*To be done*: Copy the records below from the line containing "the man's fingers" through the end of the records, both ends included, keeping the requests, and offset every coordinate in the answers by adding 8 to each number.

--------------------

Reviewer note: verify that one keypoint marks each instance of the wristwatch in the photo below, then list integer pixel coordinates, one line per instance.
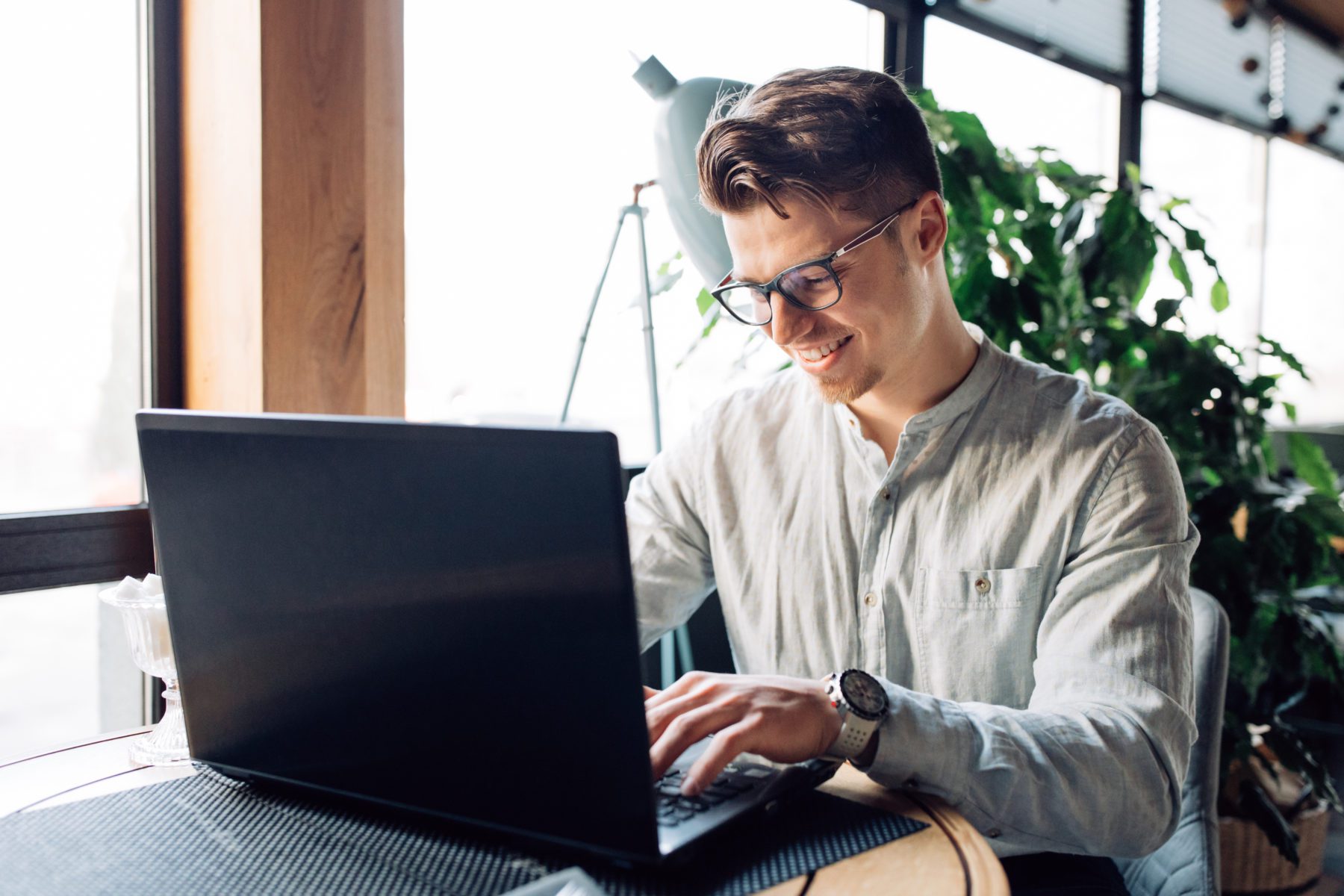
(862, 703)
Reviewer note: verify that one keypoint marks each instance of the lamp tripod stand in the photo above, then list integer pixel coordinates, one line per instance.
(676, 644)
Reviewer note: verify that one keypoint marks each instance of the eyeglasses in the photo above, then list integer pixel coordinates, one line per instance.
(809, 287)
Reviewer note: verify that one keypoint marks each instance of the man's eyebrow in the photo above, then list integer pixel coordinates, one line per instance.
(813, 257)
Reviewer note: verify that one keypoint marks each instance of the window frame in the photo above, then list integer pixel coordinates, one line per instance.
(54, 548)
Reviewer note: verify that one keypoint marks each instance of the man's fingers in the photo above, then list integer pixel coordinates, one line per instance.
(685, 731)
(688, 682)
(722, 750)
(659, 716)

--------------------

*Worked solution*:
Reviewer note: verify that one keypoint marks each instance of the man's fingers in the photo above, then list integer pixel coordinates, one line per instance.
(693, 739)
(696, 690)
(730, 758)
(667, 724)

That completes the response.